Task description
Among the entries below, count the lines that contain the word "Category". Write down only the total.

Data records
**********

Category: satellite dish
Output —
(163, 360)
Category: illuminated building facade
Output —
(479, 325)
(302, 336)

**********

Result for this exercise
2